What is asked:
Please rescale the following records: begin at the line that contains "Annotation guideline. For every instance of the gutter" and stop after the line that contains "[(393, 66)]", including both. Repeat every line, requests included, but multiply each coordinate in the answers by 1.2 and round to whole numbers, with halves rounded up.

Given records:
______

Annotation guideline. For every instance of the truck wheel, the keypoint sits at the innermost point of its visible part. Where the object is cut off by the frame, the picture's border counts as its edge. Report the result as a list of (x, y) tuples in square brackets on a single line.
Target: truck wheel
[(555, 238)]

______

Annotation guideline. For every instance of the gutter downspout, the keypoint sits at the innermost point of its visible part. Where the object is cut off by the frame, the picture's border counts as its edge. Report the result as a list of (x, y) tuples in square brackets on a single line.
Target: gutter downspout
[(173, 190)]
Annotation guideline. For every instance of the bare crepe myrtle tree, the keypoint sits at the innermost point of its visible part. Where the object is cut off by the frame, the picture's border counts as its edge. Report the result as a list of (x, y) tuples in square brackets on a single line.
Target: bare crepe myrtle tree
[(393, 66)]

______

Completed exercise:
Annotation guideline. For every instance of the gutter downspout, the keypoint sits at the innermost point of its visible part. Where the object is cut off by the frame, the picture's border counts as its edge. Report the result as a list of (x, y) tuples in square brackets on a single line.
Target: gutter downspout
[(208, 228)]
Annotation guideline. For every instance of the bare crepe myrtle tree, the keypoint sits at the innermost point of its visible part. Where the object is cut off by the frame, the picture's border counts as its edge. Report the result as a list of (x, y) tuples in square brackets on a single line.
Target: bare crepe myrtle tree
[(472, 79)]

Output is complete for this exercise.